**Task objective:** All of the material below is to be retyped exactly.

**Records to use:**
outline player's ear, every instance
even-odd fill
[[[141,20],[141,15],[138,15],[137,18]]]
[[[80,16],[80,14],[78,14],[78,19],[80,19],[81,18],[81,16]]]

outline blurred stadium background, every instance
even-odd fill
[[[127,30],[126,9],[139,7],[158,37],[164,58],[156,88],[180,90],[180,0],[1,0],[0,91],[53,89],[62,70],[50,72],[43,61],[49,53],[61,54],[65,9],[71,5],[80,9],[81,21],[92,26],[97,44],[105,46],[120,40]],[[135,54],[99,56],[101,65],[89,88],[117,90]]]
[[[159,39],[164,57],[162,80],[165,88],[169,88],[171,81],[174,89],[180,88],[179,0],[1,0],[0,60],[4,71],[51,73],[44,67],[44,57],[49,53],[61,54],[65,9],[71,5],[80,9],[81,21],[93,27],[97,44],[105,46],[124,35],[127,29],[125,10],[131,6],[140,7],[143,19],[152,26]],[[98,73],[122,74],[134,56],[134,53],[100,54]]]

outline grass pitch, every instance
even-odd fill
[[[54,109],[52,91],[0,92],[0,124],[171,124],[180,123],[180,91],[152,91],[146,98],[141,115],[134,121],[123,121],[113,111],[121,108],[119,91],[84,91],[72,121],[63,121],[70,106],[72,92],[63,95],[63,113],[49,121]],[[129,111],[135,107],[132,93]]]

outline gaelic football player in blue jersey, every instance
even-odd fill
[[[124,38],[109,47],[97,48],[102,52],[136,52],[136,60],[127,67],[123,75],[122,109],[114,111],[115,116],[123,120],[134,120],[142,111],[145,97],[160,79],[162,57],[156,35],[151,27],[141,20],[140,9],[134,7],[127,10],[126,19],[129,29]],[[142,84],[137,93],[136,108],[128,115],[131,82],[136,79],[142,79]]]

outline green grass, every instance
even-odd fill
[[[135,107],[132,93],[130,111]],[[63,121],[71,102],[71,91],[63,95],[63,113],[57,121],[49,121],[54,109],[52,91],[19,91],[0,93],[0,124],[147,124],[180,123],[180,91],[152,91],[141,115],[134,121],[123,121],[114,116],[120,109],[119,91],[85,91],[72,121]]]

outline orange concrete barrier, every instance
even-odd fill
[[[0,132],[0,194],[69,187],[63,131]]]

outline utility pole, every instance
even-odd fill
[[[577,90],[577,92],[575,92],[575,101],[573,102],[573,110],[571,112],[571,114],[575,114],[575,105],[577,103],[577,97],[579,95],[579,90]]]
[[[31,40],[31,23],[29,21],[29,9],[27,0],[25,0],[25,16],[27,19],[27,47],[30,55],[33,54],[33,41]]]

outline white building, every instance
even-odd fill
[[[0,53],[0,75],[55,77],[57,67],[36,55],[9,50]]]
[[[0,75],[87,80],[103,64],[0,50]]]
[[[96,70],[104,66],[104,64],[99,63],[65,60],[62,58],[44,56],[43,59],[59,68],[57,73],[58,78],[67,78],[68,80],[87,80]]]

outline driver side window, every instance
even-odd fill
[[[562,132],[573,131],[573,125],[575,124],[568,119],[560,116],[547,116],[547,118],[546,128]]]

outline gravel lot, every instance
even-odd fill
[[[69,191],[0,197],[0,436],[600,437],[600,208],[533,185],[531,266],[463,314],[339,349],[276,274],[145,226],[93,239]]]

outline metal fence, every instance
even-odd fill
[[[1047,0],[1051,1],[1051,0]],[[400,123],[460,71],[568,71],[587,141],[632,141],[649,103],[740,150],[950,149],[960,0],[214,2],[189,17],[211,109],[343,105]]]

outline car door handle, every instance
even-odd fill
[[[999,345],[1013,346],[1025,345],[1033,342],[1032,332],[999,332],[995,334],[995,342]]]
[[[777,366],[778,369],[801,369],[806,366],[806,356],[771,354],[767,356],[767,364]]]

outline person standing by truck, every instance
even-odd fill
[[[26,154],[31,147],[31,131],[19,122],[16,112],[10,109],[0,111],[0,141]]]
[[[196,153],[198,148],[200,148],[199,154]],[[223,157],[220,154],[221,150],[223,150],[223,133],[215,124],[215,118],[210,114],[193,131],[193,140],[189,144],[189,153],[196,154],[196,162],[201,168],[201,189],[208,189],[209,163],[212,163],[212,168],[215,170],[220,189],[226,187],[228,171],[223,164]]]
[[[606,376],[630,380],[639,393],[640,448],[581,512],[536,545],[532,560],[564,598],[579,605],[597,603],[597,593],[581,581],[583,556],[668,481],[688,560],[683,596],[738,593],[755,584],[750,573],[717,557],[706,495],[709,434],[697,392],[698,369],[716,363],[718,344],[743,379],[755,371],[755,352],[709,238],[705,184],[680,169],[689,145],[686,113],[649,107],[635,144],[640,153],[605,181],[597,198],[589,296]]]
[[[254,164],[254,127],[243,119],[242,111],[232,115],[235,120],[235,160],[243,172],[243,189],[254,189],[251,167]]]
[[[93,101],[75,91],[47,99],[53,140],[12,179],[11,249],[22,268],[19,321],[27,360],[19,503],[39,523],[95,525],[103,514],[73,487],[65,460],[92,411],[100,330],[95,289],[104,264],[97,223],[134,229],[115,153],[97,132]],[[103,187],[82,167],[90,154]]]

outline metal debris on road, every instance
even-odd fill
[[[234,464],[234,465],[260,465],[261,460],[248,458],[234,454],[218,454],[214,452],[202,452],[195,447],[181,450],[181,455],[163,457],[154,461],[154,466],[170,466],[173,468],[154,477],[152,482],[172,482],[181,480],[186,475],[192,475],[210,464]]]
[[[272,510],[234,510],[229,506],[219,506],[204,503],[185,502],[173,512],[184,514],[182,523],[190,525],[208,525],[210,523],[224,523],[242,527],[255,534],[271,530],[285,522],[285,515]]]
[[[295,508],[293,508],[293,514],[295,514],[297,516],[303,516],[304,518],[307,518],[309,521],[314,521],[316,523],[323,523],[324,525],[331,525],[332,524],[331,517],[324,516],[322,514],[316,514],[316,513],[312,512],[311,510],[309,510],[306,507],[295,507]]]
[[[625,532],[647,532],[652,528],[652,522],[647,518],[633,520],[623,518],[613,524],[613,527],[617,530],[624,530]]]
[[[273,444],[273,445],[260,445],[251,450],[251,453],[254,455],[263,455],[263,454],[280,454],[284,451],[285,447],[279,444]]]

**Expected answer:**
outline player's ear, every instance
even-odd fill
[[[141,20],[141,15],[138,15],[137,18]]]
[[[80,16],[80,14],[78,14],[78,19],[80,19],[81,18],[81,16]]]

outline blurred stadium background, every instance
even-odd fill
[[[127,30],[126,9],[139,7],[158,37],[164,58],[156,88],[180,90],[180,0],[1,0],[0,91],[53,89],[62,70],[50,72],[43,61],[49,53],[61,54],[65,9],[71,5],[80,9],[81,21],[92,26],[97,44],[105,46],[120,40]],[[135,54],[99,56],[101,65],[89,88],[117,90]]]
[[[159,39],[164,57],[162,80],[165,88],[169,88],[171,81],[174,89],[180,88],[179,0],[1,0],[0,60],[4,71],[51,73],[44,67],[44,57],[49,53],[61,54],[65,9],[71,5],[80,9],[81,21],[93,27],[97,44],[105,46],[124,35],[127,29],[125,10],[131,6],[140,7],[143,19],[152,26]],[[98,73],[122,74],[134,56],[134,53],[100,54]]]

outline grass pitch, every instance
even-odd fill
[[[54,109],[52,91],[0,92],[0,124],[171,124],[180,123],[180,91],[152,91],[146,98],[141,115],[134,121],[123,121],[113,111],[121,108],[119,91],[84,91],[72,121],[63,121],[70,106],[72,92],[63,95],[63,113],[49,121]],[[129,111],[135,107],[132,93]]]

outline gaelic football player in blue jersey, every instance
even-odd fill
[[[124,38],[109,47],[97,48],[102,52],[136,52],[136,60],[127,67],[123,75],[122,109],[114,111],[115,116],[123,120],[134,120],[142,111],[145,97],[160,79],[162,57],[156,35],[151,27],[141,20],[140,9],[134,7],[127,10],[126,19],[129,29]],[[142,84],[137,93],[136,108],[128,115],[131,82],[136,79],[142,79]]]

outline green grass, every instance
even-odd fill
[[[135,107],[132,93],[130,111]],[[63,121],[71,102],[71,91],[63,95],[63,113],[57,121],[49,121],[54,109],[52,91],[19,91],[0,93],[0,124],[147,124],[180,123],[180,91],[152,91],[141,115],[134,121],[123,121],[114,116],[120,109],[119,91],[85,91],[72,121]]]

outline orange concrete barrier, every instance
even-odd fill
[[[0,132],[0,194],[69,187],[63,131]]]

outline utility pole, every instance
even-odd fill
[[[577,90],[577,92],[575,92],[575,101],[573,102],[573,110],[571,112],[571,114],[575,114],[575,105],[577,103],[577,97],[579,95],[579,90]]]
[[[31,40],[31,23],[29,21],[29,9],[27,0],[25,0],[25,16],[27,19],[27,47],[30,55],[33,54],[33,41]]]

outline white building, every instance
even-odd fill
[[[0,53],[0,75],[55,77],[57,67],[36,55],[9,50]]]
[[[0,75],[87,80],[103,64],[0,50]]]
[[[96,70],[104,66],[104,64],[99,63],[65,60],[62,58],[44,56],[43,59],[59,68],[57,73],[58,78],[67,78],[68,80],[87,80]]]

outline driver side window, every instance
even-odd fill
[[[562,132],[573,131],[573,125],[575,124],[568,119],[560,116],[547,116],[547,118],[546,128]]]

outline gravel lot, every instance
even-odd fill
[[[69,191],[0,197],[0,436],[600,437],[600,208],[533,185],[531,266],[463,314],[339,349],[276,274],[145,226],[93,239]]]

outline metal fence, every instance
even-odd fill
[[[1047,0],[1051,1],[1051,0]],[[400,123],[460,71],[568,71],[587,141],[632,141],[649,103],[740,150],[950,149],[960,0],[214,2],[189,17],[211,109],[343,105]]]

outline car door handle, every instance
even-odd fill
[[[999,345],[1013,346],[1025,345],[1033,342],[1032,332],[999,332],[995,334],[995,342]]]
[[[777,366],[778,369],[801,369],[806,366],[806,356],[771,354],[767,356],[767,364]]]

outline person standing by truck, every instance
even-odd fill
[[[26,154],[31,147],[31,131],[19,122],[16,112],[10,109],[0,111],[0,141]]]
[[[196,153],[198,148],[200,148],[199,154]],[[223,157],[220,154],[221,150],[223,150],[223,133],[215,124],[215,118],[210,114],[193,131],[193,140],[189,144],[189,153],[196,154],[196,162],[201,168],[201,189],[208,189],[209,163],[212,163],[212,168],[215,170],[220,189],[226,187],[228,171],[223,164]]]
[[[606,376],[630,380],[639,393],[640,448],[581,512],[536,545],[532,560],[564,598],[579,605],[597,603],[597,593],[581,581],[583,556],[668,481],[688,560],[683,596],[738,593],[755,584],[750,573],[717,557],[706,495],[709,434],[697,392],[698,369],[716,363],[718,344],[743,379],[755,371],[755,352],[709,238],[705,184],[680,169],[689,145],[686,113],[649,107],[635,144],[640,153],[605,181],[597,198],[589,296]]]
[[[254,164],[254,127],[243,119],[242,111],[232,115],[235,120],[235,160],[243,172],[243,189],[254,189],[251,167]]]
[[[93,101],[75,91],[47,99],[53,140],[12,179],[11,249],[22,268],[19,321],[27,360],[19,503],[39,523],[95,525],[103,514],[73,487],[65,460],[92,411],[100,330],[95,289],[104,264],[97,223],[134,229],[115,153],[97,132]],[[103,187],[82,167],[90,154]]]

outline metal debris on road, every instance
even-odd fill
[[[234,464],[234,465],[260,465],[261,460],[248,458],[234,454],[218,454],[214,452],[202,452],[195,447],[181,450],[181,455],[163,457],[154,461],[154,466],[170,466],[173,468],[154,477],[152,482],[172,482],[181,480],[186,475],[192,475],[210,464]]]
[[[272,510],[234,510],[229,506],[219,506],[204,503],[185,502],[173,512],[184,514],[182,523],[190,525],[208,525],[210,523],[224,523],[242,527],[255,534],[271,530],[285,522],[285,515]]]
[[[295,508],[293,508],[293,514],[295,514],[297,516],[303,516],[304,518],[307,518],[309,521],[314,521],[316,523],[323,523],[324,525],[331,525],[332,524],[331,517],[324,516],[322,514],[316,514],[316,513],[312,512],[311,510],[309,510],[306,507],[295,507]]]
[[[625,532],[647,532],[652,528],[652,522],[647,518],[633,520],[623,518],[613,524],[613,527],[617,530],[624,530]]]
[[[273,444],[273,445],[260,445],[251,450],[251,453],[254,455],[263,455],[263,454],[280,454],[284,451],[285,447],[279,444]]]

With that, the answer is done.